> **TASK INSTRUCTIONS**: Continue the passage on data professionals in higher education from its final sentence.

> **SOURCE PASSAGE**:

As in the data analytics industry, HE data workers are now increasingly working in cognitive assemblages, relying on machines to support their analyses and decision-making. The management centre of the contemporary university is in the process of becoming a cyborg centre, with a data gaze that sees through one conscious human eye and one nonconscious machine lens. In this emergent cyborg setting, significant sectoral power flows to those data professionals who can adequately work alongside the machines, make interpretations from the data they produce, and communicate findings to other stakeholders. The innovation think tank Nesta has termed these human-machine hybrid experts ‘unicorns’. Unicorns are a rare and mythical super-class of data professionals simultaneously able to strategize, crunch numbers, and passionately persuade others that their eye for pattern detection can produce truthful representations of reality. Chair of the Office for Students, Sir Michael Barber, is of the unicorn variety. In a recent lecture on data and joy, he outlined a unique combination of computer-mediated enumerative expertise and deep human passion for analysis. In the cyborg management centre of HE, authority increasingly lies with these unicorns, those passionate cognitive assemblages of human and machine intelligence that are privileged through their joyful data gaze to discern and convey to others the objective ‘facts’ and ‘truths’ of higher education.

Object point labels
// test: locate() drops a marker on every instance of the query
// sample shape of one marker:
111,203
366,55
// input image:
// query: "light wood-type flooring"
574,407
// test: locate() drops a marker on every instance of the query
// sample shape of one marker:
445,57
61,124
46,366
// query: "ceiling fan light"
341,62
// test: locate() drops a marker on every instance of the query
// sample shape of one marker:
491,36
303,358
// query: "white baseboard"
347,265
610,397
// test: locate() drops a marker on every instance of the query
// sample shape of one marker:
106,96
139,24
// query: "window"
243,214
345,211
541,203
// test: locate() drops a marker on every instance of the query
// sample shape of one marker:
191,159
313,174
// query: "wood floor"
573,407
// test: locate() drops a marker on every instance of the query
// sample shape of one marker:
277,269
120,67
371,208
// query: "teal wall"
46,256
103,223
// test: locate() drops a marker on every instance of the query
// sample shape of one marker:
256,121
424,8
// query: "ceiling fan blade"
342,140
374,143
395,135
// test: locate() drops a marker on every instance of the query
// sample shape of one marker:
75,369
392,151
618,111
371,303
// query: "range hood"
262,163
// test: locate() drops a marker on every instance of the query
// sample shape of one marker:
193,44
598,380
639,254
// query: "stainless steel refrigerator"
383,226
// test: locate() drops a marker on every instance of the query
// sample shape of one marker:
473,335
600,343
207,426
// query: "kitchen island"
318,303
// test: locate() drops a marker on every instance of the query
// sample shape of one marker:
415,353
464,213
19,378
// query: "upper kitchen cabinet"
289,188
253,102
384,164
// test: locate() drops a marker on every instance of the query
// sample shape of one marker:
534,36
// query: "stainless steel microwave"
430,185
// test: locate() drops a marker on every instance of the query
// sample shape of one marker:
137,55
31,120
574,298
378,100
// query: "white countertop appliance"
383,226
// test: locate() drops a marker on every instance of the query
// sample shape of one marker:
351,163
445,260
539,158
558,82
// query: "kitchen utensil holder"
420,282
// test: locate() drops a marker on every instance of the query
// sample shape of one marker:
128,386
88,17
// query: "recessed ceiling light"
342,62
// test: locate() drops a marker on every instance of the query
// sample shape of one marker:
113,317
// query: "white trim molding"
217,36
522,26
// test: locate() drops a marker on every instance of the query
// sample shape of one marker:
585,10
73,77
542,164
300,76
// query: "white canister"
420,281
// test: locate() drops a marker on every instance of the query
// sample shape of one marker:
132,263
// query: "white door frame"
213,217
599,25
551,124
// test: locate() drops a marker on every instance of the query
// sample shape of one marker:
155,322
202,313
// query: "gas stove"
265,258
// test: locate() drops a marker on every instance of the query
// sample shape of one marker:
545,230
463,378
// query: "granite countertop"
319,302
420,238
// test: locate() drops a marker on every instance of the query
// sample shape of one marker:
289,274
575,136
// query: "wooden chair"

> **TASK RESULT**:
The super-fast, ultra-smart, semi-automated university is not inevitable. The HE data gaze is already under threat from emerging agendas to ‘disquantify’ higher education through alternative qualitative data and responsible metrics. Large-scale infrastructures, however, are hard to change once they have been built. The glossy idea of a smart university or intelligent campus is easy to criticize, but hard to resist once it has become the central operating system for the sector.
Ben Williamson is a Chancellor’s Fellow at the Edinburgh Futures Institute and the Centre for Research in Digital Education at the University of Edinburgh. His latest book is Big Data in Education: The digital future of learning, policy and practice (Sage, 2017). He also maintains the Code Acts in Education research blog and on Twitter he is @BenPatrickWill.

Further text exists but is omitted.